▶ [Required work]: Turn the lines from the one containing "202L552 257L569 255L534" to the one containing "positive clicks: (555, 257)", both included, into a JSON list of strings with one string per line and no blank lines.

────────

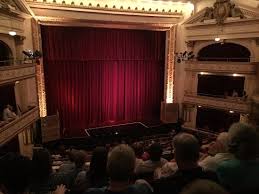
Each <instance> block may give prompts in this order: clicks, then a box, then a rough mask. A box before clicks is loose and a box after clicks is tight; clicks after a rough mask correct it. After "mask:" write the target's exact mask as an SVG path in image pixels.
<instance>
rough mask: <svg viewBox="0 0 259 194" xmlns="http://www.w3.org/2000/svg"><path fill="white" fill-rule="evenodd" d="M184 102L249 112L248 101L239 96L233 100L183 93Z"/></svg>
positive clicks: (219, 107) (205, 106)
mask: <svg viewBox="0 0 259 194" xmlns="http://www.w3.org/2000/svg"><path fill="white" fill-rule="evenodd" d="M184 103H185V104H192V105H197V106H204V107H210V108H215V109H221V110H229V111H230V110H231V111H235V112H238V113H249V111H250V103H249V102H247V101H243V100H241V99H240V98H237V99H236V100H235V99H223V98H214V97H207V96H194V95H185V96H184Z"/></svg>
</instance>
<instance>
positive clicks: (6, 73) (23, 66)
mask: <svg viewBox="0 0 259 194" xmlns="http://www.w3.org/2000/svg"><path fill="white" fill-rule="evenodd" d="M35 75H36V69H35V65H34V64H24V65H10V66H2V67H0V85H2V84H6V83H11V82H15V81H19V80H23V79H28V78H32V77H35Z"/></svg>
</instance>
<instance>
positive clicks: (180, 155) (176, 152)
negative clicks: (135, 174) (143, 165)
mask: <svg viewBox="0 0 259 194" xmlns="http://www.w3.org/2000/svg"><path fill="white" fill-rule="evenodd" d="M173 146H174V155H175V160H176V163H177V167H178V169H177V170H176V172H175V173H174V174H173V175H171V176H168V177H166V178H161V179H159V180H156V181H154V184H153V186H154V191H155V193H156V194H178V193H180V192H181V191H182V189H183V188H184V187H185V186H186V185H187V184H189V183H191V182H192V181H194V180H196V179H208V180H212V181H217V176H216V174H215V173H214V172H207V171H204V170H203V169H202V168H201V167H200V166H199V165H198V160H199V151H200V144H199V141H198V140H197V138H195V137H194V136H193V135H191V134H188V133H181V134H178V135H176V136H175V137H174V139H173Z"/></svg>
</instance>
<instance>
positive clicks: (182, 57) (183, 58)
mask: <svg viewBox="0 0 259 194" xmlns="http://www.w3.org/2000/svg"><path fill="white" fill-rule="evenodd" d="M175 57H176V61H177V63H181V62H182V61H189V60H192V59H194V57H195V55H194V54H193V52H192V51H191V52H188V51H184V52H180V53H175Z"/></svg>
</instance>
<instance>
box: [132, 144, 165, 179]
mask: <svg viewBox="0 0 259 194" xmlns="http://www.w3.org/2000/svg"><path fill="white" fill-rule="evenodd" d="M162 153H163V149H162V146H161V145H160V144H158V143H154V144H152V145H151V146H150V148H149V155H150V159H149V160H147V161H144V162H143V163H140V164H139V165H138V166H136V174H137V175H141V174H146V173H154V171H155V170H156V169H157V168H161V167H162V166H163V165H164V164H166V163H167V160H166V159H164V158H161V156H162Z"/></svg>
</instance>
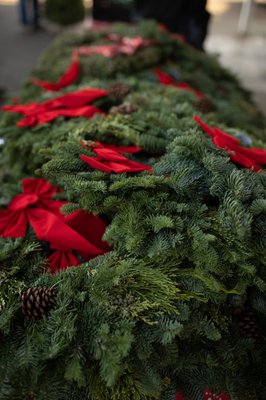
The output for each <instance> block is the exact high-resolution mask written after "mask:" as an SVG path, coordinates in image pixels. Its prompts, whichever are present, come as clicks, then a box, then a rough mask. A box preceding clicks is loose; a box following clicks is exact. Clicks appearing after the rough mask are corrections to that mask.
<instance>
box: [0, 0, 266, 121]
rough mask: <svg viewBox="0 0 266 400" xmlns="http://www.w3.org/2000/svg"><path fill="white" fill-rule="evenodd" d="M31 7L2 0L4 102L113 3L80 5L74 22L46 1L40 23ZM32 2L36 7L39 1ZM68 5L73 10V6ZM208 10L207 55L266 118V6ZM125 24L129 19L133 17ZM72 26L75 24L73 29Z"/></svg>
mask: <svg viewBox="0 0 266 400" xmlns="http://www.w3.org/2000/svg"><path fill="white" fill-rule="evenodd" d="M27 1H29V0H24V1H22V2H21V1H18V0H0V51H1V53H0V54H1V55H0V97H1V92H2V93H3V92H4V91H7V92H8V94H11V95H13V94H14V93H15V92H16V91H17V90H18V89H19V88H20V86H21V83H22V81H23V80H24V79H25V78H26V77H27V75H28V74H29V72H30V71H31V69H32V68H33V67H34V65H35V64H36V62H37V59H38V57H39V56H40V54H41V53H42V52H43V51H44V50H45V48H46V47H47V46H48V45H49V44H50V42H51V41H52V40H53V38H54V37H55V36H56V35H57V34H58V33H60V32H62V31H63V30H66V29H75V30H82V29H89V26H90V21H91V17H92V15H93V14H94V16H96V17H97V19H99V16H103V17H104V11H105V12H106V13H107V14H106V15H107V16H110V10H108V0H100V6H101V7H102V6H103V10H101V9H100V10H99V9H96V8H95V4H96V5H97V1H96V2H95V4H94V9H93V4H92V0H85V1H84V2H83V4H82V0H79V3H80V4H82V6H81V5H80V4H79V6H76V14H75V15H74V14H73V13H70V14H72V17H73V19H74V21H68V20H67V13H61V16H58V15H56V12H58V10H55V9H54V7H53V4H54V3H53V0H46V15H44V12H43V9H44V0H43V1H39V2H38V3H39V4H38V6H39V15H40V17H39V19H38V21H36V20H34V16H33V13H34V10H31V9H30V10H28V9H23V5H24V7H25V4H26V3H27ZM30 1H32V4H35V6H36V4H37V0H36V2H35V1H33V0H30ZM64 1H66V2H67V3H68V4H69V5H71V4H72V6H73V1H72V0H64ZM117 1H119V0H117ZM129 1H130V0H129ZM197 1H198V0H195V2H197ZM157 2H158V1H157ZM203 2H204V1H203ZM124 3H125V0H124ZM150 3H151V4H152V1H150ZM158 3H159V2H158ZM161 3H162V4H164V5H165V4H166V3H165V1H161ZM173 3H175V2H174V1H173ZM204 3H205V2H204ZM139 4H140V9H141V13H143V14H144V15H145V12H146V15H148V16H149V12H148V11H147V10H146V11H143V10H142V4H143V3H142V2H141V0H139ZM49 7H50V8H49ZM118 7H119V4H118ZM206 10H207V11H208V12H209V13H210V14H211V17H210V19H209V21H208V23H207V24H206V25H207V27H208V32H207V36H206V38H205V42H204V49H205V51H206V52H207V53H212V54H215V55H217V56H218V57H219V59H220V62H221V63H222V64H223V65H224V66H226V67H228V68H230V69H231V71H233V72H234V73H235V74H236V75H237V76H238V77H239V79H240V80H241V82H242V84H243V86H245V87H246V88H248V89H250V90H251V91H252V93H253V98H254V100H255V102H256V103H257V104H258V107H259V108H260V109H261V110H262V111H263V112H264V113H265V115H266V0H258V1H255V0H253V1H252V0H243V1H242V0H207V4H206ZM35 11H36V10H35ZM49 13H50V15H49ZM47 14H48V15H47ZM95 14H96V15H95ZM63 15H64V16H65V20H64V19H63V20H61V21H60V25H59V24H58V23H55V22H54V21H53V19H55V21H57V19H58V18H59V19H60V18H61V17H62V16H63ZM47 16H48V17H49V20H48V19H47ZM54 16H55V17H54ZM25 18H26V20H25ZM134 18H136V16H134ZM75 19H76V21H75ZM122 19H127V12H126V13H125V14H123V15H122ZM51 21H52V22H51ZM78 21H79V22H78ZM69 22H72V24H71V25H68V23H69ZM199 47H200V46H199Z"/></svg>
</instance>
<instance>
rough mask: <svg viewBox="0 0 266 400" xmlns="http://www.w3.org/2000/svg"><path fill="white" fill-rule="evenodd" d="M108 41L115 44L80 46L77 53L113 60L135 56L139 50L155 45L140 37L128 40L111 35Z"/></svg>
mask: <svg viewBox="0 0 266 400" xmlns="http://www.w3.org/2000/svg"><path fill="white" fill-rule="evenodd" d="M108 39H109V40H111V41H112V42H115V44H107V45H100V46H82V47H79V48H78V52H79V54H81V55H85V56H88V55H90V54H100V55H102V56H104V57H107V58H113V57H116V56H119V55H127V56H128V55H132V54H135V53H136V52H137V51H138V50H139V49H141V48H144V47H148V46H151V45H152V44H154V43H155V42H154V40H150V39H143V38H142V37H140V36H137V37H134V38H129V37H121V36H119V35H115V34H113V35H109V36H108Z"/></svg>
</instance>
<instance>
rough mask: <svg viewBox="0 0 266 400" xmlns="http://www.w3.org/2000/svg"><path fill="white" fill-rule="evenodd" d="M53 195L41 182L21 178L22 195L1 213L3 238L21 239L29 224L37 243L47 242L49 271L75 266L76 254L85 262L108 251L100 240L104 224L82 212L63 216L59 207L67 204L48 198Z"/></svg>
mask: <svg viewBox="0 0 266 400" xmlns="http://www.w3.org/2000/svg"><path fill="white" fill-rule="evenodd" d="M55 192H56V188H55V187H54V186H52V185H50V183H48V182H47V181H45V180H43V179H38V178H37V179H23V193H22V194H19V195H18V196H16V197H15V198H14V199H13V200H12V201H11V202H10V204H9V208H8V210H2V211H0V234H1V236H2V237H11V238H17V237H24V236H25V234H26V231H27V227H28V224H30V225H31V227H32V228H33V230H34V232H35V234H36V236H37V238H38V239H39V240H44V241H47V242H49V244H50V248H51V249H52V250H54V252H53V254H52V255H51V256H50V257H49V259H48V261H49V263H50V269H51V271H52V272H55V271H58V270H61V269H62V270H65V269H66V268H67V267H70V266H73V265H78V264H79V263H80V260H79V258H78V255H79V256H80V258H81V259H83V260H86V261H87V260H90V259H91V258H94V257H96V256H98V255H100V254H104V253H105V252H106V251H109V250H110V247H109V246H108V245H107V243H105V242H103V241H102V237H103V235H104V232H105V229H106V224H105V222H104V221H103V220H101V219H100V218H99V217H96V216H94V215H92V214H88V213H85V212H83V211H77V212H75V213H74V214H72V215H70V216H67V217H65V216H64V215H63V214H62V213H61V212H60V207H61V206H62V205H63V204H66V202H62V201H57V200H53V199H51V197H52V196H53V194H54V193H55Z"/></svg>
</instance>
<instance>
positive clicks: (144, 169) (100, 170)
mask: <svg viewBox="0 0 266 400" xmlns="http://www.w3.org/2000/svg"><path fill="white" fill-rule="evenodd" d="M89 147H90V148H91V149H92V150H93V152H94V153H95V154H96V155H97V157H90V156H87V155H85V154H83V155H81V157H80V158H81V160H83V161H84V162H85V163H86V164H88V165H89V166H90V167H91V168H94V169H99V170H100V171H103V172H107V173H111V172H114V173H116V174H121V173H123V172H141V171H151V169H152V168H151V167H150V166H148V165H145V164H141V163H139V162H136V161H131V160H129V159H127V158H126V157H124V156H122V155H121V154H120V153H136V152H138V151H141V150H142V149H141V148H140V147H136V146H130V147H128V148H127V147H116V146H113V145H106V146H105V145H103V144H102V143H100V142H96V143H95V144H94V145H91V146H89Z"/></svg>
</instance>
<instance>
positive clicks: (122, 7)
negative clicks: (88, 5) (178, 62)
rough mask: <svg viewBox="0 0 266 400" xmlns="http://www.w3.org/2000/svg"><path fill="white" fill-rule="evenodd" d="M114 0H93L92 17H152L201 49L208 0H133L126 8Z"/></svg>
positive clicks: (110, 18) (208, 15) (129, 17)
mask: <svg viewBox="0 0 266 400" xmlns="http://www.w3.org/2000/svg"><path fill="white" fill-rule="evenodd" d="M121 3H122V2H121V1H120V4H118V3H117V2H116V1H115V0H94V2H93V18H94V19H97V20H105V21H137V20H139V19H140V18H152V19H155V20H157V21H159V22H161V23H162V24H164V25H165V26H166V27H167V28H168V29H169V30H170V31H171V32H175V33H178V34H181V35H183V36H184V37H185V39H186V41H187V42H188V43H190V44H191V45H192V46H194V47H196V48H198V49H200V50H202V49H203V42H204V40H205V37H206V35H207V29H208V23H209V18H210V14H209V13H208V12H207V10H206V4H207V0H134V6H133V7H131V8H129V7H128V6H126V2H125V5H121Z"/></svg>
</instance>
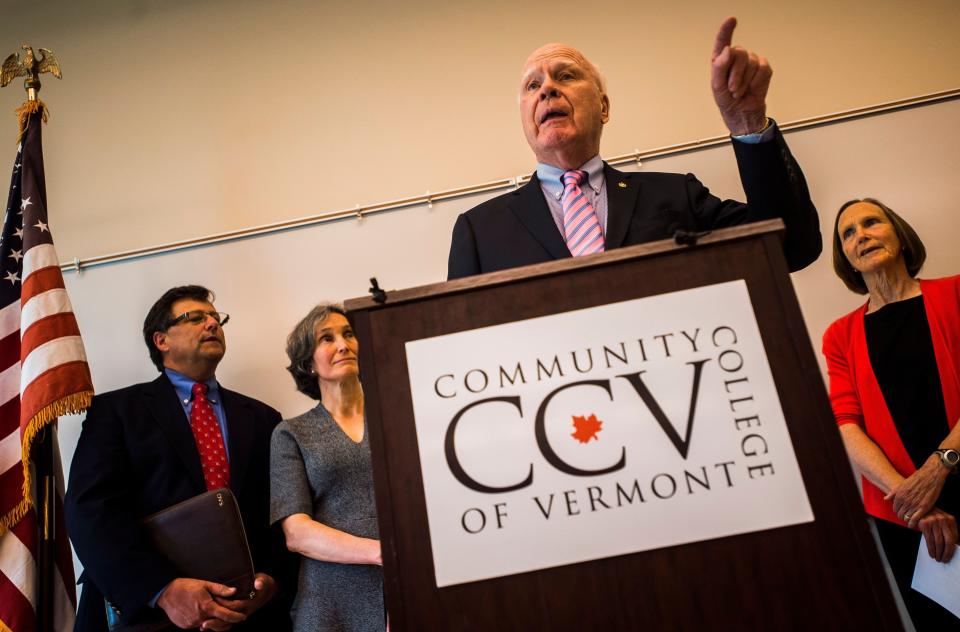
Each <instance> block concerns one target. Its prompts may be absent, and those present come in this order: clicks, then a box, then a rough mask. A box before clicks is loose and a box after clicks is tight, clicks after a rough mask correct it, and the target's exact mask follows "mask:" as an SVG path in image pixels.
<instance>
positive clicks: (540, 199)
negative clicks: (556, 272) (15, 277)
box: [507, 173, 570, 259]
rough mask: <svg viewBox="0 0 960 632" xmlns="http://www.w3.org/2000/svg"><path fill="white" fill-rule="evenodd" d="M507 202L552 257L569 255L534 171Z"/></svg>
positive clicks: (555, 257)
mask: <svg viewBox="0 0 960 632" xmlns="http://www.w3.org/2000/svg"><path fill="white" fill-rule="evenodd" d="M507 204H508V206H509V207H510V210H511V211H513V213H514V215H516V216H517V219H519V220H520V223H522V224H523V225H524V227H526V229H527V230H528V231H530V234H531V235H533V238H534V239H536V240H537V241H538V242H539V243H540V245H541V246H543V248H544V249H545V250H546V251H547V252H548V253H550V255H551V256H552V257H553V258H554V259H564V258H566V257H569V256H570V251H569V250H568V249H567V244H566V242H565V241H564V240H563V237H562V236H561V235H560V231H559V230H557V225H556V223H554V221H553V215H551V214H550V208H549V207H548V206H547V201H546V200H545V199H544V197H543V191H542V190H541V189H540V180H539V179H538V178H537V174H536V173H534V174H533V177H531V178H530V182H528V183H527V184H525V185H524V186H522V187H520V188H519V189H517V190H516V191H514V192H513V196H511V197H510V199H509V200H508V201H507Z"/></svg>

────────

▶ [Answer space]:
[
  "rough mask: <svg viewBox=\"0 0 960 632\" xmlns=\"http://www.w3.org/2000/svg\"><path fill=\"white\" fill-rule=\"evenodd\" d=\"M507 202L552 257L569 255L534 171Z\"/></svg>",
  "positive clicks: (555, 257)"
]